Given passage:
Data at Memory Addresses 14-15:

• Addr 14: 00000011 → data 3
• Addr 15: 00001110 → data 14

Execution Trace (Highlights):

• PC=0: LOAD_A 14. Fetches 0010 1110. Decodes. Executes: Register A gets RAM[14] (which is 3). PC becomes 1.
• PC=1: LOAD_B 15. Fetches 0001 1111. Decodes. Executes: Register B gets RAM[15] (which is 14). PC becomes 2.
• PC=2: ADD B, A. Fetches 1000 0100. Decodes. Executes: ALU calculates A (3) + B (14) = 17. Register A gets 17. PC becomes 3.
• PC=3: STORE_A 13. Fetches 0100 1101. Decodes. Executes: RAM[13] gets A (17). PC becomes 4.

6. The Importance of HALT

"Instructions and data live together as plain numbers in the same RAM." Without a HALT instruction, the CPU would continue fetching and attempting to execute whatever bit patterns are next in memory, potentially leading to a "crash." Real programs always terminate with a HALT instruction.

7. Changing Program Order: JUMP Instructions

Normally, the Program Counter increments sequentially. However, JUMP instructions allow for non-sequential execution, enabling loops and conditional logic.

• JUMP k (Unconditional Jump): This instruction overwrites the Program Counter with the value k, causing the CPU to fetch the next instruction from address k. This is "great for loops."
• Example: Replacing an instruction with JUMP 2 would create a loop, sending execution back to address 2.

8. Conditional JUMPs and Program Logic

To create more sophisticated programs, CPUs use conditional JUMP instructions. The ALU (Arithmetic Logic Unit) sets "flags" (e.g., Negative, Zero) based on the results of operations.

• JUMP_NEGATIVE k: Jumps to address k only if the Negative flag is set.
• Similarly, JUMP_IF_EQUAL, JUMP_IF_GREATER, etc., allow programs to make decisions based on data.

Exercise goal:
Continue the CPU instruction walkthrough, picking up after its final sentence about conditional jumps. The data that comes next is from an unrelated source.

Information provided:
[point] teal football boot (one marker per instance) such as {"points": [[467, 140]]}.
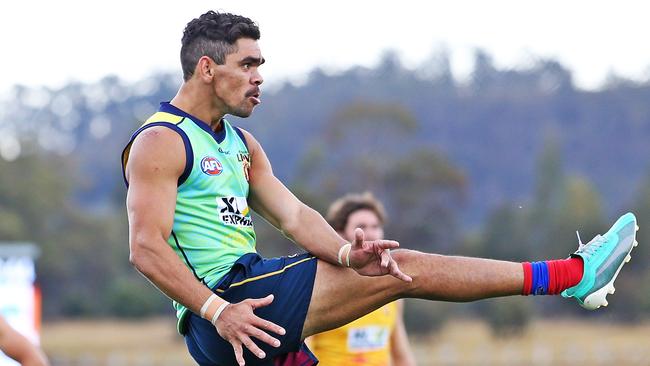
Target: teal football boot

Exercise response:
Insight: Conditional jumps demonstrate how "software synthesized division remainder even though the ALU had no divide—power of programs." This highlights how complex operations can be built from simple instructions and control flow.

9. Instruction Set Limits and Scaling

The tiny CPU example demonstrates limitations:

• Opcode Bits: 4 opcode bits allow for a maximum of 16 distinct instructions.
• Operand Bits: 4 operand bits limit addressing to only 16 memory locations.

Real CPUs overcome these limitations by:

1. Longer Instructions: Using 32-bit or 64-bit instructions to accommodate more opcodes and larger address spaces.
2. Variable-Length Instructions: Instructions can vary in length, with the opcode often determining if additional bytes are needed for larger immediate values or addresses (e.g., 8-bit or 16-bit addresses).

Impact: "Bigger/variable formats let programs jump farther and address more memory."

10. Reality Check: Evolution of CPUs

While the fundamental "Fetch → Decode → Execute" heartbeat remains, modern CPUs are significantly more complex:

• Intel 4004 (1971): Supported 46 instructions.
• Modern CPUs (e.g., Core i7): Have "thousands of opcodes/variants" and instructions ranging from "1–15 bytes long."

11. Quick Recap: The CPU's Program Execution Flow

1. Program and Data in RAM: Instructions and data are loaded into Random Access Memory.
2. Fetch: The CPU retrieves an instruction from RAM, guided by the Program Counter.
3. Decode: The Control Unit interprets the instruction's opcode and operand.
4. Execute: The CPU performs the operation using its registers, ALU, and RAM as necessary.
5. PC Update/Jump: The Program Counter is updated (incremented for sequential flow or changed by a JUMP instruction).
6. Repeat: The cycle continues until a HALT instruction is encountered.

Conclusion: "With jumps and conditions, tiny steps become powerful programs. That’s the magic of software driving hardware."